- PROBLEMS AND TASKS
1. In the end-of-the-world article, what year did the current Mayan calendar cycle start?
2. Repeat the part of the end-of-the-world article from "Since it’s too" up to and including "from their time.", word for word.

- SOURCE EXCERPT
==*==

11 things to do for the last 11 days ever

In just 11 days, the world as we know it will be over.

Or, it won’t.

It all depends on whether the apocalypse arrives when the current Mayan calendar cycle, which started on 3114 B.C., ends on Dec. 21.

If you ask Bradley Benton, assistant professor history at North Dakota State University, that’s not going to happen. There’s no proof, he says, that the Mayans believed anything bad was going to happen on that day.

That perception, he believes, comes from us.

“We have projected onto the Maya that something bad might happen. We have this long history of foretelling the end of the world,” Benton says.

Indeed, Dec. 21 is just the latest in a long line of predictions about when the world will end. Even if it’s wrong, though, it still poses a question worth considering: If we only have a matter of days left before our world ends in a blaze of fire, catastrophic floods, sneak attacks by rogue planets or asteroids and a horde of hungry zombies, what would we do?

We thought it over and came up with the following list of 11 things to do during our last 11 days:

Host a party: If the world is going to end, you may as well go out in style by hosting a party for you and your friends.

The music and movies you have on hand should probably have something to do with the end of the world. For music, think R.E.M.’s “It’s the End of the World As We Know It” or Britney Spears’ “Til the World Ends.” For movies, consider “2012” or “The Day After Tomorrow.”

Your food and drink could be based on the Maya, whose empire was based in Mexico, Guatemala, Belize, Honduras and El Salvador. Tropical flavors and Mexican food would probably get the job done here.

As the host, it will be your duty to be cheerful and excited about your party. It’s easy to be bummed about the world ending, but try to keep a smile on your face.

Order a fancy meal at that restaurant you’ve never been to: Now is as good a time as any to go visit that Fargo-Moorhead restaurant where you’ve been meaning to eat. At last, order that $80 steak and indulge a little.

Try your hand at a new hobby: Use the remaining days to try something you’ve never done before. Curling, skating, ballroom dancing, playing accordion, whatever – all you have to do is seek out a club or workshop in the area to get started (just check The Forum’s calendar section for helpful information).

Plan a trip to Mexico or Central America: If nothing else, the Mayan prophecy has provided a good deal of publicity for the ancient Maya Empire, which historians say lasted from 2000 B.C. through the arrival of the Spanish.

Since it’s too late (and too expensive) to go before Dec. 21, plan a future trip to see the sights of their society. Visit Tikal in Guatemala, which used to be one of their largest cities, or Coba in Mexico, both of which have a wide array of impressive stone ruins from their time.

==*==

- SUPPLIED DATA
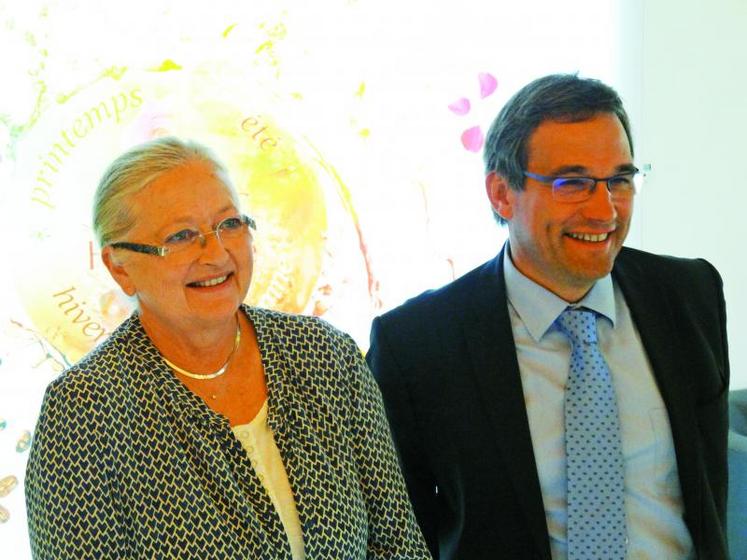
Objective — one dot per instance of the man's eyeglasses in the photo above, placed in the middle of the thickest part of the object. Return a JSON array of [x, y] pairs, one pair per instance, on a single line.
[[186, 244], [577, 189]]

==*==

- WRITTEN RESPONSES
1. 3114 B.C.

2.
Since it’s too late (and too expensive) to go before Dec. 21, plan a future trip to see the sights of their society. Visit Tikal in Guatemala, which used to be one of their largest cities, or Coba in Mexico, both of which have a wide array of impressive stone ruins from their time.